## STATED EXERCISE 1
According to the passage on the Sylva brewery, what year did Innovation Brewing open?
## STATED EXERCISE 2
Reproduce a stretch of the passage on the Sylva brewery word for word: begin at the words "Nicole Dexter was" and stop after "her precarious perch.".

## SOURCE

>> begin

Nicole Dexter was balancing on top of a creaking old walk-in cooler when the idea came to her. Trying to stretch their tiny budget, Nicole and her boyfriend, Chip Owen, had bought the cooler at auction in Virginia and hauled it back to the brewery they planned to open in Sylva — still unnamed, six months into construction. Now they were trying to get the warped old panels to click together, which is why Nicole was on her precarious perch.
“It was sketchy and stressful, and I’m like, ‘What if we call this place Innovation?’” she says. “We’ve had to get so innovative with every single thing we’ve done in this place.” The name stuck, though not without some unexpected complications, and so has the brewery. Since it opened in 2013, Innovation Brewing has thrived, making dozens of creative, high-quality beers and a warm community gathering place in Sylva, and anchoring a newly bustling downtown.
Housed in a former filling station overlooking Scott Creek, Innovation Brewing has added another draw to Sylva’s Main Street scene. photograph by Emily Chaplin
Most of Sylva sits along Main Street, a classic strip of bookstores, boutiques, banks, and offices so postcard-perfect that film director Martin McDonagh chose it as a stand-in for the fictional town in his Oscar-winning movie Three Billboards Outside Ebbing, Missouri. The cupola-topped Jackson County Courthouse looms benevolently over downtown. On a rainy late night, the scent of sweet balsam permeates the air, and the hum of friendly chatter spills out the door of Innovation. All is delightful in this corner of the world, and Sylvians know it. With a half-full pint on the bar, one local is given to declare: “Sylva is the New Orleans of the Carolinas!” It’s a knowing exaggeration, said with tongue firmly in cheek, but, as everyone knows, there’s always a little truth in a joke.

>> end

## SUPPLIED RECORDS
>> begin

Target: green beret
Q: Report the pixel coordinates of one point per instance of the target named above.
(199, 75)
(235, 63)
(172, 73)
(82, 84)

>> end

## WRITTEN RESPONSE 1
2013

## WRITTEN RESPONSE 2
Nicole Dexter was balancing on top of a creaking old walk-in cooler when the idea came to her. Trying to stretch their tiny budget, Nicole and her boyfriend, Chip Owen, had bought the cooler at auction in Virginia and hauled it back to the brewery they planned to open in Sylva — still unnamed, six months into construction. Now they were trying to get the warped old panels to click together, which is why Nicole was on her precarious perch.